● Try it:
Please repeat every line below exactly, from the first to the last.

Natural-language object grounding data
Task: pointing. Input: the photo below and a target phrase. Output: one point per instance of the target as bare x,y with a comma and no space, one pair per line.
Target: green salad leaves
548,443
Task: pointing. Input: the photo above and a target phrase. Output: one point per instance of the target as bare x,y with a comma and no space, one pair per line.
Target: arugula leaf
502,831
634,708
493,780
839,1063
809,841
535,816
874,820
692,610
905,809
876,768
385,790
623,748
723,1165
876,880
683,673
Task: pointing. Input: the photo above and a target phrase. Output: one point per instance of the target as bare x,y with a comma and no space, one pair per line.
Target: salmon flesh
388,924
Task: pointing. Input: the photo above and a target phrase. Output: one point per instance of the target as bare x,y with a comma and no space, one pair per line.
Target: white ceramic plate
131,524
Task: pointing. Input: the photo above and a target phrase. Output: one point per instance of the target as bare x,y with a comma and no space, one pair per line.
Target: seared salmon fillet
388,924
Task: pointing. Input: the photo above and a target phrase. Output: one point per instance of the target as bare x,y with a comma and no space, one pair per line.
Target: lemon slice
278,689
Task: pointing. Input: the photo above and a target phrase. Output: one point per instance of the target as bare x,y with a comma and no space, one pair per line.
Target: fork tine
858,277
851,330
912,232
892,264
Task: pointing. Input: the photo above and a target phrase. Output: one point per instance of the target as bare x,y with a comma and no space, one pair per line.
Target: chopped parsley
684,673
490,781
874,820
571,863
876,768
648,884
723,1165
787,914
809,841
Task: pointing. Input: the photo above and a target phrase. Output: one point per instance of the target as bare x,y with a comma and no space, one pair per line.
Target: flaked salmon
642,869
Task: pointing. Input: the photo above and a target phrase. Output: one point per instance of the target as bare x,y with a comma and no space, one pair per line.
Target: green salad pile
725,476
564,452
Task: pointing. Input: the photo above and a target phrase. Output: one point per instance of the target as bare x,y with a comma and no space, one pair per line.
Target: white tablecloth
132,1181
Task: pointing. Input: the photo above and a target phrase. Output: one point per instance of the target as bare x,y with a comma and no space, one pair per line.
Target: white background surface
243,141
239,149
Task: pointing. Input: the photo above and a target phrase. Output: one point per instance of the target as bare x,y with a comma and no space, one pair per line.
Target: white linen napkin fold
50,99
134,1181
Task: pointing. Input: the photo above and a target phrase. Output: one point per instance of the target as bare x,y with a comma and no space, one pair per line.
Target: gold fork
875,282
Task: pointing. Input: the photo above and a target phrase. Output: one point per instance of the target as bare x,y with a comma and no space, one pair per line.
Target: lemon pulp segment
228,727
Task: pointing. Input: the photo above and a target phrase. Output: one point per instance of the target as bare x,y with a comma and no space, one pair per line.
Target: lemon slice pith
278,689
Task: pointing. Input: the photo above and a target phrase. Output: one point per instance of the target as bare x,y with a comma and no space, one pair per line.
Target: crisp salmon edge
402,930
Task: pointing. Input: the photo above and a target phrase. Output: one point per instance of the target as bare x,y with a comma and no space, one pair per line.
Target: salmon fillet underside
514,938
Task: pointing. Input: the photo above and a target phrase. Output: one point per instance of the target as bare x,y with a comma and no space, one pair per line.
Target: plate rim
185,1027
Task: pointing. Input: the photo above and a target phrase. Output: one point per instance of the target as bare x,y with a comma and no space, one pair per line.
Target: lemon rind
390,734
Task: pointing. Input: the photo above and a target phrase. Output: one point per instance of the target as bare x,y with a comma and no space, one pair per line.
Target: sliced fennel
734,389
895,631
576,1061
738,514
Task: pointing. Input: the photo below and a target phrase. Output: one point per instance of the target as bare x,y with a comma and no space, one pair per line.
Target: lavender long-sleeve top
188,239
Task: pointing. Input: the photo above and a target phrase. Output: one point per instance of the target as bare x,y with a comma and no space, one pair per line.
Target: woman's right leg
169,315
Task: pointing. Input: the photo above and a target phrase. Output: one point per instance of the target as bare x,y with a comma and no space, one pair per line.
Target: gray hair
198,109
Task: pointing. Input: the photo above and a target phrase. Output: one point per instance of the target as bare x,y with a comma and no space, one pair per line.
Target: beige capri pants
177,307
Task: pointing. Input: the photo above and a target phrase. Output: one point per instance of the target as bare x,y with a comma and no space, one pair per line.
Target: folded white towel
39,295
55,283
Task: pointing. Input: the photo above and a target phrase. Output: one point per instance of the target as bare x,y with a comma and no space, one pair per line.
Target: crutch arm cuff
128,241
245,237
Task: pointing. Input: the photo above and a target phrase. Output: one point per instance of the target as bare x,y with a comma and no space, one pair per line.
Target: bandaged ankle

● Task output:
Task: pointing. Input: the photo below and a target phrase. Output: one point per instance of the target as bare x,y with a comma and no space, one pair per line.
Target: green salad leaves
548,443
Task: pointing. Input: the photo above and a target phrase. Output: one point per instance of the target as bare x,y with a comma and no space, one pair per line.
Target: arugula leaf
502,831
634,708
493,780
839,1063
809,841
535,816
874,820
692,610
905,809
876,768
385,790
623,748
723,1165
876,880
683,673
Task: pointing. Input: the photo above and a target phrase. Output: one point per instance of the target as bare x,y with a comma and no space, one pair per line.
Target: salmon flesh
388,924
Task: pointing. Input: the photo above and a target phrase. Output: one point per instance of the target as bare x,y with a comma and no space, one pair per line.
Target: white ceramic plate
131,524
Task: pointing. Input: the photo above and a target phrase. Output: one point per instance of the target as bare x,y with a comma and no space, one pair per line.
Target: seared salmon fillet
388,924
Task: pointing. Input: the photo above and a target phrase. Output: one point per instance of the target as bare x,y with a comma and no space, one pair per line.
Target: lemon slice
278,689
Task: pointing. Input: the photo above and a target phrase. Output: one point per instance of the target as bare x,y with a comma and no space, one pair per line.
Target: fork tine
858,277
851,330
912,232
892,264
Task: pointing. Input: the photo above and a target phrase. Output: one point per instance of the target as bare x,y with a comma and no space, one pair per line.
Target: chopped parsley
684,673
490,781
874,820
571,863
876,768
648,884
723,1165
787,914
809,841
Task: pointing. Input: the photo above and a target phrase. Output: one point per instance of the target as bare x,y with a comma and no space, one pair per line.
Target: flaked salmon
642,869
Task: pointing. Input: the photo above and a target phrase. Output: one point per instance of the target as bare x,y with a comma and no space, one pair per line.
Target: green salad pile
725,476
564,452
Task: pointing. Input: the photo above and a target phrase. Output: one point per instance of the target as bare x,y with a comma and no space, one pair per line.
Target: white tablecloth
132,1181
Task: pointing. Input: the photo above and a target phrase. Output: one point per instance of the target as bare x,y with a comma and no space, one pair per line.
Target: white background surface
243,141
239,149
Task: pointing. Input: the photo above and a target phrase. Output: one point per instance of the target as bare x,y with a comma and no space, one pair per line.
Target: white linen napkin fold
50,99
134,1181
Task: pointing. Input: the photo above and a target phrase. Output: one point per instance of the target as bare x,y with a comma and no space, one pair per line.
Target: gold fork
875,282
Task: pointing. Input: the photo above and a target phrase. Output: one point per instance of the target as bare x,y with a comma and no space, one pair per line.
Target: lemon pulp segment
228,727
Task: pointing. Input: the photo above and a target phrase. Output: one point per instance of the target as bare x,y with a comma and no space, one pair per line.
Target: lemon slice pith
278,689
Task: pointing. Input: the photo above and a target phrase. Output: one point per instance of the target as bare x,y with a comma and no space, one pair per line.
Target: crisp salmon edge
402,930
Task: pointing. Input: the photo above and a target phrase. Output: one point per instance of the target as bare x,y with a comma and no space, one pair per line.
Target: salmon fillet underside
514,938
Task: pointing. Input: the photo above and a target phrase. Output: one point per instance of the target as bare x,y with a comma and no space, one pair per line.
Target: plate rim
185,1027
Task: pointing. Input: the photo above and a target phrase. Output: one point per instance of the target as bare x,y with a comma and no space, one pair per line.
Target: lemon rind
390,734
Task: pointing. Input: the photo above and a target phrase. Output: one point per instance of the target as bare x,y with a comma and no space, one pair per line.
Target: sliced fennel
734,389
895,631
576,1061
738,514
Task: pointing. Input: the photo below and a target phrase. Output: one point per instance of the target as bare x,y with a comma and no space, one pair per line.
Target: lavender long-sleeve top
188,239
Task: pointing. Input: the photo above and a target phrase. Output: one point per instance of the target as bare x,y with a comma and no space, one pair per line.
Target: woman's right leg
169,315
Task: pointing. Input: the photo above and a target phrase. Output: one point per instance of the target as bare x,y with a comma and no space, one pair per line.
Target: gray hair
198,109
Task: pointing. Input: the photo above and a target phrase. Output: one point per instance of the target as bare x,y with a comma and no space, one pair per line.
Target: beige capri pants
177,307
Task: pointing. Input: the photo above and a target phrase. Output: one point per instance of the target as bare x,y with a comma and no space, one pair per line.
Target: folded white towel
39,295
55,283
Task: pointing. Input: the photo above and a target phrase. Output: one point per instance of the target as bare x,y with a comma and no space, one pair per line.
Target: crutch arm cuff
128,241
245,237
Task: pointing. Input: the photo above and a target phrase. Output: one point per instance of the target as bare x,y with a comma and no space, one pair per line.
Target: bandaged ankle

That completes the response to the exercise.